*Given exercise:* Write out all of the data below word for word, but leave the pictures out.

*Provided records:*

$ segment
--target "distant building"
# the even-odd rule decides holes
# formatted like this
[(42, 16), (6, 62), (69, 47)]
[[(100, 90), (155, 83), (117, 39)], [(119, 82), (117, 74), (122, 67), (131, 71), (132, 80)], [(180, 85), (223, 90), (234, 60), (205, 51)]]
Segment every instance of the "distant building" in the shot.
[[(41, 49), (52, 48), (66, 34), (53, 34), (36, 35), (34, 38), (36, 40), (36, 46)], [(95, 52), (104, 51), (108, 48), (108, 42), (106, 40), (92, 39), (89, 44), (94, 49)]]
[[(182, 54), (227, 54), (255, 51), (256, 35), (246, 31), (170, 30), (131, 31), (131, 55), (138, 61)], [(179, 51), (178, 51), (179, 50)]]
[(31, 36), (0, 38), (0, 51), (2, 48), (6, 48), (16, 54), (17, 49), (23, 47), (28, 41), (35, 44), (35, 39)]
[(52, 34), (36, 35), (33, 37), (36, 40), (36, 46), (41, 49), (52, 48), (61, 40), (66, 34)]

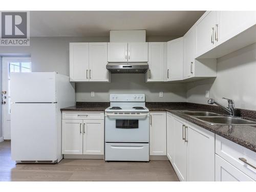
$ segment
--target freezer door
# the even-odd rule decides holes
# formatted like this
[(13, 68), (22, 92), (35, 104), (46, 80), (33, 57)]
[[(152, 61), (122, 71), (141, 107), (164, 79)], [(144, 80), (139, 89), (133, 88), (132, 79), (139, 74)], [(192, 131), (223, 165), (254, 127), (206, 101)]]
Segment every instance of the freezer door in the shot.
[(56, 104), (12, 103), (11, 110), (12, 159), (57, 160)]
[(56, 73), (11, 73), (11, 102), (56, 101)]

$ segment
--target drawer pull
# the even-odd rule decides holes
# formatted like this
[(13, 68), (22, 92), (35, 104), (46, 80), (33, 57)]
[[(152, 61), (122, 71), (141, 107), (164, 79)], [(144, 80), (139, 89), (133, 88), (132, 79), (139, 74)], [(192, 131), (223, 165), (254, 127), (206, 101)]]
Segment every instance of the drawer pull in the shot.
[(248, 162), (247, 162), (247, 160), (246, 160), (246, 159), (245, 158), (244, 158), (243, 157), (239, 157), (238, 158), (240, 160), (243, 161), (244, 163), (245, 163), (245, 164), (247, 164), (247, 165), (248, 165), (249, 166), (250, 166), (251, 167), (252, 167), (252, 168), (254, 168), (256, 169), (256, 167), (255, 166), (253, 166), (250, 163), (249, 163)]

*Final result:*
$ segment
--target "distant building"
# the even-odd rule decides holes
# formatted like this
[(42, 16), (6, 62), (69, 47)]
[[(100, 90), (155, 83), (117, 39)], [(119, 82), (117, 74), (122, 67), (131, 71), (132, 80)], [(180, 85), (223, 90), (234, 60), (205, 51)]]
Segment every instance of the "distant building" in the shot.
[[(41, 49), (52, 48), (66, 34), (53, 34), (36, 35), (34, 38), (36, 40), (36, 46)], [(95, 52), (104, 51), (108, 48), (108, 42), (106, 40), (92, 39), (89, 44), (94, 49)]]
[[(182, 54), (227, 54), (255, 51), (256, 35), (246, 31), (170, 30), (131, 31), (131, 55), (138, 61)], [(179, 51), (178, 51), (179, 50)]]
[(31, 36), (0, 38), (0, 51), (2, 48), (6, 48), (16, 54), (17, 49), (23, 47), (28, 41), (35, 44), (35, 39)]
[(52, 34), (36, 35), (33, 37), (36, 40), (36, 46), (41, 49), (52, 48), (61, 40), (66, 34)]

$ segment
--target freezer door
# the even-odd rule decides holes
# formatted like this
[(13, 68), (22, 92), (35, 104), (46, 80), (33, 57)]
[[(152, 61), (122, 71), (141, 107), (164, 79)], [(144, 80), (139, 89), (133, 88), (132, 79), (139, 74)], [(192, 131), (223, 165), (254, 127), (206, 101)]]
Segment every instance of the freezer door in the shot.
[(56, 104), (12, 103), (11, 110), (12, 159), (57, 160)]
[(56, 73), (11, 73), (11, 102), (56, 101)]

$ segment
--target drawer pull
# the even-odd rule decides holes
# formatted like this
[(13, 68), (22, 92), (35, 104), (46, 80), (33, 57)]
[[(152, 61), (122, 71), (141, 107), (164, 79)], [(144, 80), (139, 89), (133, 88), (132, 79), (139, 74)], [(192, 131), (223, 165), (254, 127), (206, 101)]]
Segment every instance of the drawer pull in the shot.
[(248, 162), (247, 162), (247, 160), (246, 160), (246, 159), (245, 158), (244, 158), (243, 157), (239, 157), (238, 158), (240, 160), (243, 161), (244, 163), (245, 163), (245, 164), (247, 164), (247, 165), (248, 165), (249, 166), (250, 166), (251, 167), (252, 167), (252, 168), (254, 168), (256, 169), (256, 167), (255, 166), (253, 166), (250, 163), (249, 163)]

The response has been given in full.